■ **Description of the task**
Which lines mention "earring"? Show each one from the listing.

■ **Exercise material**
⟨

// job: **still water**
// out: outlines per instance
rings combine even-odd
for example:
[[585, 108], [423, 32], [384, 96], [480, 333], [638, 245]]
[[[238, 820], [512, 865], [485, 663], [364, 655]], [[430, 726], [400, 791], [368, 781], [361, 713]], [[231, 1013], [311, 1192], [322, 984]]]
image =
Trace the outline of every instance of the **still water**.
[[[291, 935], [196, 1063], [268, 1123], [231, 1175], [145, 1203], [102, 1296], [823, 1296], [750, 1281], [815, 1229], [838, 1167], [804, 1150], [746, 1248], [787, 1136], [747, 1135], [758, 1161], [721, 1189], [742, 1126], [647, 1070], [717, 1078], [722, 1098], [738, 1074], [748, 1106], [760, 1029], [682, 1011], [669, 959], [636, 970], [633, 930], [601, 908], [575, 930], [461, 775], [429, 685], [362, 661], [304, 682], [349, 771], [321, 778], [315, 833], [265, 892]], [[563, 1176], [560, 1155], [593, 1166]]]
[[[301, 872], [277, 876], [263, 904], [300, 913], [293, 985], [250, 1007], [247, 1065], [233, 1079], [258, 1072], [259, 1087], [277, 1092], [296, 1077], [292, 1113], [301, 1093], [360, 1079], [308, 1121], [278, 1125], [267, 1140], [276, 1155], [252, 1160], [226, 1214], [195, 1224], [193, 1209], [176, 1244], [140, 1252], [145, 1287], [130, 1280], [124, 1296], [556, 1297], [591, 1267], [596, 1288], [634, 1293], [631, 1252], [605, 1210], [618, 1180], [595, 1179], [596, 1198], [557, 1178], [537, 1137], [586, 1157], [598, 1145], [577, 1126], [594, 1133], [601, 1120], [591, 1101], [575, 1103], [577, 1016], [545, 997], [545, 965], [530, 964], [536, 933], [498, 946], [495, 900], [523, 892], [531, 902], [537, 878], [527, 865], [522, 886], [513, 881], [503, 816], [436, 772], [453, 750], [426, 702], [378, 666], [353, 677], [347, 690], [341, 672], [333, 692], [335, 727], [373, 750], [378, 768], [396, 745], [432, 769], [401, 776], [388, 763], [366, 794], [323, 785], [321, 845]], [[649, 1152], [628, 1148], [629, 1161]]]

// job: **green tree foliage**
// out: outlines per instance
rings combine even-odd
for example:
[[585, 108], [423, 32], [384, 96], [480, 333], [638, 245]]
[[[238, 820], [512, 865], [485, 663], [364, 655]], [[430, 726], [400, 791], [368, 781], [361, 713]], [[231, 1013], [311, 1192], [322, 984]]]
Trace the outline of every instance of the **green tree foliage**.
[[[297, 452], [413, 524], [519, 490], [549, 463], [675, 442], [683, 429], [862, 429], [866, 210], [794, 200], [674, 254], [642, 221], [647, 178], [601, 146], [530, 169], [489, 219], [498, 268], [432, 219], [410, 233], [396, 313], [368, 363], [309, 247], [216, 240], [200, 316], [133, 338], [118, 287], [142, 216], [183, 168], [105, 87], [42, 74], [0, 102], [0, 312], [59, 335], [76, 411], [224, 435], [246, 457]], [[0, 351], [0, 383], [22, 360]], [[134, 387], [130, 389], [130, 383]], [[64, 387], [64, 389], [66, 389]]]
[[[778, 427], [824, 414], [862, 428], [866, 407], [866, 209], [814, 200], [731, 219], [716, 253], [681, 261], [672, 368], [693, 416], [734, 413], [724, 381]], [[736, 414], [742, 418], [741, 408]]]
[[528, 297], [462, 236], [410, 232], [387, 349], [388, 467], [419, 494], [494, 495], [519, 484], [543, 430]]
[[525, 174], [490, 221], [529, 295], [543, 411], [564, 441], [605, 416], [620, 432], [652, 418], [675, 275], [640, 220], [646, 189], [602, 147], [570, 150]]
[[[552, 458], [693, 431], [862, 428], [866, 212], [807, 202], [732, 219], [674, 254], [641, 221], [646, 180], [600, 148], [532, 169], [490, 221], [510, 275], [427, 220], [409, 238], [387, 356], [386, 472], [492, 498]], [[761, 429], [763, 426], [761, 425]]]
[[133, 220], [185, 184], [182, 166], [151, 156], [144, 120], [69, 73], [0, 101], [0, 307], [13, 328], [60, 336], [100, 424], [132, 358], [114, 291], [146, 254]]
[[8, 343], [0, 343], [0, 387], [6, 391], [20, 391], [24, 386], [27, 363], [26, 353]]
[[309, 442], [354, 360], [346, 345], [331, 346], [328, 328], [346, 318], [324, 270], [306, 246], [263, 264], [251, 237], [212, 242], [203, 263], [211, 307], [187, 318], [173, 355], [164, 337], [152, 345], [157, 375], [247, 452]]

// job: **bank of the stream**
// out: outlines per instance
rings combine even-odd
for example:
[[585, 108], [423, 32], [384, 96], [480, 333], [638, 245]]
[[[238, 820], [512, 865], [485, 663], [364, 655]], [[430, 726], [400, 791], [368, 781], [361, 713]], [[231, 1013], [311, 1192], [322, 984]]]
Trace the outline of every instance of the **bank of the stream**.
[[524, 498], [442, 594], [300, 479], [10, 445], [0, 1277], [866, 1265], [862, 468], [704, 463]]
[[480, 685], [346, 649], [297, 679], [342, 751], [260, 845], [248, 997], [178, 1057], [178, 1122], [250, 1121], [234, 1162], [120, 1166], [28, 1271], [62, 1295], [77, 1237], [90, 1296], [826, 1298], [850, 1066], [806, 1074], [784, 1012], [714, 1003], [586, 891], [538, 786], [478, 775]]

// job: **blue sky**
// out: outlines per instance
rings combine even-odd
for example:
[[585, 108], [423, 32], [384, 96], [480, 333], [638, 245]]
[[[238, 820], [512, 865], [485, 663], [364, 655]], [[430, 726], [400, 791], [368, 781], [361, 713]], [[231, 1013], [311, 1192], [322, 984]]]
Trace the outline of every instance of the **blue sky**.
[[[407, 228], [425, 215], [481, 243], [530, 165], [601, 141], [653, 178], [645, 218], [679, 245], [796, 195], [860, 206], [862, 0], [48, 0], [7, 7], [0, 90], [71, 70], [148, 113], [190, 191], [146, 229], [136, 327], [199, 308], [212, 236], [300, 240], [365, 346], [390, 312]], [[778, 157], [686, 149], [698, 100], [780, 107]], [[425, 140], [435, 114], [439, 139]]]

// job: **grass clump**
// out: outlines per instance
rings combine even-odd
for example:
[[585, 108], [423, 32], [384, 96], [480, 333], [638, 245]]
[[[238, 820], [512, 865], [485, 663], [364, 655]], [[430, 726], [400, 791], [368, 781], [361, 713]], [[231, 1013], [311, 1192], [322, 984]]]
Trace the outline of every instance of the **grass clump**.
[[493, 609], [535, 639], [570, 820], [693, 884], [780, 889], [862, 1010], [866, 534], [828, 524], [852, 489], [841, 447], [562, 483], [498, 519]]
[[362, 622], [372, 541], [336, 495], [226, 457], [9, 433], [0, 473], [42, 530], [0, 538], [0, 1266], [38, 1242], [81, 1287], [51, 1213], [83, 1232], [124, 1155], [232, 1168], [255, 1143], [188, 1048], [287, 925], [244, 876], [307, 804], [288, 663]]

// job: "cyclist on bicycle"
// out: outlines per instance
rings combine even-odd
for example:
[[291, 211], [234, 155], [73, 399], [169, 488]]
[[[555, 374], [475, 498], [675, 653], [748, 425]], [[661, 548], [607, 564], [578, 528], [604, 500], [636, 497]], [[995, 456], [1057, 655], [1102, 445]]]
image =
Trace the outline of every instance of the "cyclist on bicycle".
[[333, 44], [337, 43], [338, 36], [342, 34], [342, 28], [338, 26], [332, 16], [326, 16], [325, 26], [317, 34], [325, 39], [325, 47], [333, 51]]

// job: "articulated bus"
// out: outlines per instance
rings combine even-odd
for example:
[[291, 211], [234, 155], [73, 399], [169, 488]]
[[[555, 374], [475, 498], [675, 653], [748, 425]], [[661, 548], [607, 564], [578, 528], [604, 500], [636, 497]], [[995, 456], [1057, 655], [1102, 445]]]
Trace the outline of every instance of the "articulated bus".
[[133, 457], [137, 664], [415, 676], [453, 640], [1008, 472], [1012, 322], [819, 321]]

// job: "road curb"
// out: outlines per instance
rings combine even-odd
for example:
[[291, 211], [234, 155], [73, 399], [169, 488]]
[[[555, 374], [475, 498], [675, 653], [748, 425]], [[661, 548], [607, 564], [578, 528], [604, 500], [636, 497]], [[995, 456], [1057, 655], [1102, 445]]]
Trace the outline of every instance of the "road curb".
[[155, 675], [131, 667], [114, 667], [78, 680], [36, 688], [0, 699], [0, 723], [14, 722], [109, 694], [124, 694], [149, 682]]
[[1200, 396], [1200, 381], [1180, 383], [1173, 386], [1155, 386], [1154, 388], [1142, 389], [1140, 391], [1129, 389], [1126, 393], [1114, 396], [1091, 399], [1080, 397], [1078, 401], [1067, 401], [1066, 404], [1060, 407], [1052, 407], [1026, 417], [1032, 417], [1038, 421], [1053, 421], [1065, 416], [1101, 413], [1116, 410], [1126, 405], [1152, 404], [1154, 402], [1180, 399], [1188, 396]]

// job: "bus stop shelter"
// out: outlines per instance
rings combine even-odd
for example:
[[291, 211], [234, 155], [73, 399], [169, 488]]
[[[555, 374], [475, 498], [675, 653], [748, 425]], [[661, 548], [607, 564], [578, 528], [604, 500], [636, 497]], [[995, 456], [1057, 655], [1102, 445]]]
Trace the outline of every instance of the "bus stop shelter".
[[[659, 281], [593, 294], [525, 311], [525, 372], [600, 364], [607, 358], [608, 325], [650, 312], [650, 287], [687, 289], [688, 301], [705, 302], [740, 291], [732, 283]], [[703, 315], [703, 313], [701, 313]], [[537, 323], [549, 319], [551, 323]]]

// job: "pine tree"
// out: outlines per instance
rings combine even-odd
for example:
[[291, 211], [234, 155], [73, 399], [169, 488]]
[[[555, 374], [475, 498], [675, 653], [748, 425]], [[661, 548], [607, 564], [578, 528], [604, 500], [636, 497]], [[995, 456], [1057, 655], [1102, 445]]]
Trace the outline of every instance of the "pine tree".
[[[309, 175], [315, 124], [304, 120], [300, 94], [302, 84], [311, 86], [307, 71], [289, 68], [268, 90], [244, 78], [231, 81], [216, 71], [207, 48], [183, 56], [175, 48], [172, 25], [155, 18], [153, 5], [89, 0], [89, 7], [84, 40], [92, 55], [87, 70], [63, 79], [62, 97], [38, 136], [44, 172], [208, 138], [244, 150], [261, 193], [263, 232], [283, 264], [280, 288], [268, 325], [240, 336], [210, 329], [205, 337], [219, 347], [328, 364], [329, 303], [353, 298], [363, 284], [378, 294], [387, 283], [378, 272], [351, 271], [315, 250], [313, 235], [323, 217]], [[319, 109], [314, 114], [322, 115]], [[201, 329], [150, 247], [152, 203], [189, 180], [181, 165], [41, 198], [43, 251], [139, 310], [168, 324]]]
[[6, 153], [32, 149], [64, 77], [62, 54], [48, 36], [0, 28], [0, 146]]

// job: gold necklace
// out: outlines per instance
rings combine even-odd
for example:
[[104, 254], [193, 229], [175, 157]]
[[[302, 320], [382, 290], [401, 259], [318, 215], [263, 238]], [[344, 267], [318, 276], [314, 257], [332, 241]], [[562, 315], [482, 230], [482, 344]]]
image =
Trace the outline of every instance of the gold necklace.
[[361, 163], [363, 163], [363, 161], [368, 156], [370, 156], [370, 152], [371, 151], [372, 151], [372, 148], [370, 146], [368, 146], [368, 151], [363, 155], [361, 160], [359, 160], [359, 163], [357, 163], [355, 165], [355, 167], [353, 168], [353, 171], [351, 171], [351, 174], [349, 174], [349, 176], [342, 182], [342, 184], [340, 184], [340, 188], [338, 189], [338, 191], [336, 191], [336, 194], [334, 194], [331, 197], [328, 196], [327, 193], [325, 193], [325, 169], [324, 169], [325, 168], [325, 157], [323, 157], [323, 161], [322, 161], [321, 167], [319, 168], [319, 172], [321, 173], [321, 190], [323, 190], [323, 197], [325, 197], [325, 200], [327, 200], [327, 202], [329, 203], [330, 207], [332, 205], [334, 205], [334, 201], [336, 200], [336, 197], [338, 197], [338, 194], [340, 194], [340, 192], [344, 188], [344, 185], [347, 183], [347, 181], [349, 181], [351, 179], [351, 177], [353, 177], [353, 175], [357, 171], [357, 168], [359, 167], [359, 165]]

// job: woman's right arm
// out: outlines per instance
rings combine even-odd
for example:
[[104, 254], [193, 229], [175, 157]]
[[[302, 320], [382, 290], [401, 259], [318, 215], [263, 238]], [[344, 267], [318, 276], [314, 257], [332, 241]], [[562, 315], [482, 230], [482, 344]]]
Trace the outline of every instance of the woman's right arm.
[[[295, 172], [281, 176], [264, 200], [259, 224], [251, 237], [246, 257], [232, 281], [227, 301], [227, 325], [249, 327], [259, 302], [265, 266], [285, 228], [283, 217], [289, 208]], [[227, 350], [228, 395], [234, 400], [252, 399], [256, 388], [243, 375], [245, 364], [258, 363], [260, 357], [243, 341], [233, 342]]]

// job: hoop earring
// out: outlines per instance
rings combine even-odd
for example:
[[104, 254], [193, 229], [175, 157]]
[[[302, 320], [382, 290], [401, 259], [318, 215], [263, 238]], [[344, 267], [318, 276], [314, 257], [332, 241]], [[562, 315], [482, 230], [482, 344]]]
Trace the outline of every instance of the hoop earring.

⟩

■ **Response to the exercise**
// job: hoop earring
Trace the outline of every instance of the hoop earring.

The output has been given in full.